_What this task involves_.
Copy the rows word for word, from the very first line through the line that contains "x=391 y=172", including that line.

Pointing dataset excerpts
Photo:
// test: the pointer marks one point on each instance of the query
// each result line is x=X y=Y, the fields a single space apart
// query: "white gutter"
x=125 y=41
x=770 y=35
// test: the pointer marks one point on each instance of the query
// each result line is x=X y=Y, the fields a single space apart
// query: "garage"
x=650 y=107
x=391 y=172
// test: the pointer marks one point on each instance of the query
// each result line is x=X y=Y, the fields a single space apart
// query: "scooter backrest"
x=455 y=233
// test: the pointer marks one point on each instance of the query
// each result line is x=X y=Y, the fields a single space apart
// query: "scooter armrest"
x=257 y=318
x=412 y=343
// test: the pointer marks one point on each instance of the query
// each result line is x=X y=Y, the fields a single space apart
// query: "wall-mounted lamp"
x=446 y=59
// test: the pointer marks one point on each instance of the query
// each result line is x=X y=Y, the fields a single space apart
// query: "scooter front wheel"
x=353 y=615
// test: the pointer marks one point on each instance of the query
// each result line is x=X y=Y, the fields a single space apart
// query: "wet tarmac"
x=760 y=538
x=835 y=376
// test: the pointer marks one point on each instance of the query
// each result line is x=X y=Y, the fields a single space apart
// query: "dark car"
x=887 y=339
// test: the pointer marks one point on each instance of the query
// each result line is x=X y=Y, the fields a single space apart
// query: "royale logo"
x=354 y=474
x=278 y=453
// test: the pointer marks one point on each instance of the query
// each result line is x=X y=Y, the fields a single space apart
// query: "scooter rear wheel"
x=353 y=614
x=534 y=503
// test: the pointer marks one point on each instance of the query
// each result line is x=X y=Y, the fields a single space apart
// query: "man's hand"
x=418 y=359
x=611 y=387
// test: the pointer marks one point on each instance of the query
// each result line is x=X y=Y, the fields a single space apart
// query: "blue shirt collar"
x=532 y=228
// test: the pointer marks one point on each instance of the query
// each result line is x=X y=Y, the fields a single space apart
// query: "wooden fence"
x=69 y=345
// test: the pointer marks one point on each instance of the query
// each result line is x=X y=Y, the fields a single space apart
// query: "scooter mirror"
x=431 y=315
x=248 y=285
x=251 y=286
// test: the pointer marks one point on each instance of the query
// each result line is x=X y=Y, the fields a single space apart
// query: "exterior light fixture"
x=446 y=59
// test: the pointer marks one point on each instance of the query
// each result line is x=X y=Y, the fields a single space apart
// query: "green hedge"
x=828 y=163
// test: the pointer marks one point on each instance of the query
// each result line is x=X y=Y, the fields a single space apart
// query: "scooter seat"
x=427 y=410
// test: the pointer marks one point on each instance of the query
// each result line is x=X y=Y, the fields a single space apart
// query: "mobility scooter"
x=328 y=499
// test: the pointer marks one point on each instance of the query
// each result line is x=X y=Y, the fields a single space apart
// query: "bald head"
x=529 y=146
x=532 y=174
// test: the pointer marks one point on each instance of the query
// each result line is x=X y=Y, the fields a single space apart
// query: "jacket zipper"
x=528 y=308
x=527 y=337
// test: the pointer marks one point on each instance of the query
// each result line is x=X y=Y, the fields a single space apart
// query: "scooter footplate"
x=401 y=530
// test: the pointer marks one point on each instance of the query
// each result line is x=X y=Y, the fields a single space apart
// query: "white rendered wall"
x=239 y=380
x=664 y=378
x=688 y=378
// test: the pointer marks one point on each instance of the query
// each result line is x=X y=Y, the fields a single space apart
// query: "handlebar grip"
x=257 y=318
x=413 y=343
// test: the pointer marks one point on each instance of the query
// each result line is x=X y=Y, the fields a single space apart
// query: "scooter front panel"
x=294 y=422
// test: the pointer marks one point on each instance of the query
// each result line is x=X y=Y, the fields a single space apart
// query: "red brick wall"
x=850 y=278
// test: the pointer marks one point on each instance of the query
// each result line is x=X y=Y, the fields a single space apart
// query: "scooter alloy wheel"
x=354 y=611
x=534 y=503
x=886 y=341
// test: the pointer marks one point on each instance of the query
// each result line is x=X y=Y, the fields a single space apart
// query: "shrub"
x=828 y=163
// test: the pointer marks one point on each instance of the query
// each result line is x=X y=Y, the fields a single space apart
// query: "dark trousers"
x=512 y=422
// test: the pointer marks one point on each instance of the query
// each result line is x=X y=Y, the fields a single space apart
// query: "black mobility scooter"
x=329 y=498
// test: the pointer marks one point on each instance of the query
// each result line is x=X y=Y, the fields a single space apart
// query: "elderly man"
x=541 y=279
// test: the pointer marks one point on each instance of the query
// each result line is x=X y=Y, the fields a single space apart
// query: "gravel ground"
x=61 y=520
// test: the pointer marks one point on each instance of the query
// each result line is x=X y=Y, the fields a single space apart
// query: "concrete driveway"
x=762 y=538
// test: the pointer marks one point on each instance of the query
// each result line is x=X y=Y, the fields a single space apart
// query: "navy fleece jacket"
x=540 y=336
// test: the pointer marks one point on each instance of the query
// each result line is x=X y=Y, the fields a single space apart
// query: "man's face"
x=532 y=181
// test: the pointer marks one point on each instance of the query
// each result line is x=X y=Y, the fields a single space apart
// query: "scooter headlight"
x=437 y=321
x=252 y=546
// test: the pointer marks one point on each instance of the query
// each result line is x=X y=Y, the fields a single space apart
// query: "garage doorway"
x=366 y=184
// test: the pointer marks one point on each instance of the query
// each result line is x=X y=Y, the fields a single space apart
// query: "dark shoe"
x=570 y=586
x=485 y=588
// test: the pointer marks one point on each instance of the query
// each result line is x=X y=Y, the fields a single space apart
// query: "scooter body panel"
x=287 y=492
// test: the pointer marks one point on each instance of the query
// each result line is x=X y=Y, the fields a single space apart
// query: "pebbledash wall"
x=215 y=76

_Answer to the exercise_.
Photo:
// test: the pointer marks one point on each instance of the query
// each result line is x=X y=Y, the fields a single space apart
// query: "white gutter"
x=125 y=41
x=770 y=35
// test: the pointer marks one point on each instance of the query
// each result line is x=X y=Y, the fields a single space apart
// query: "garage"
x=650 y=107
x=391 y=172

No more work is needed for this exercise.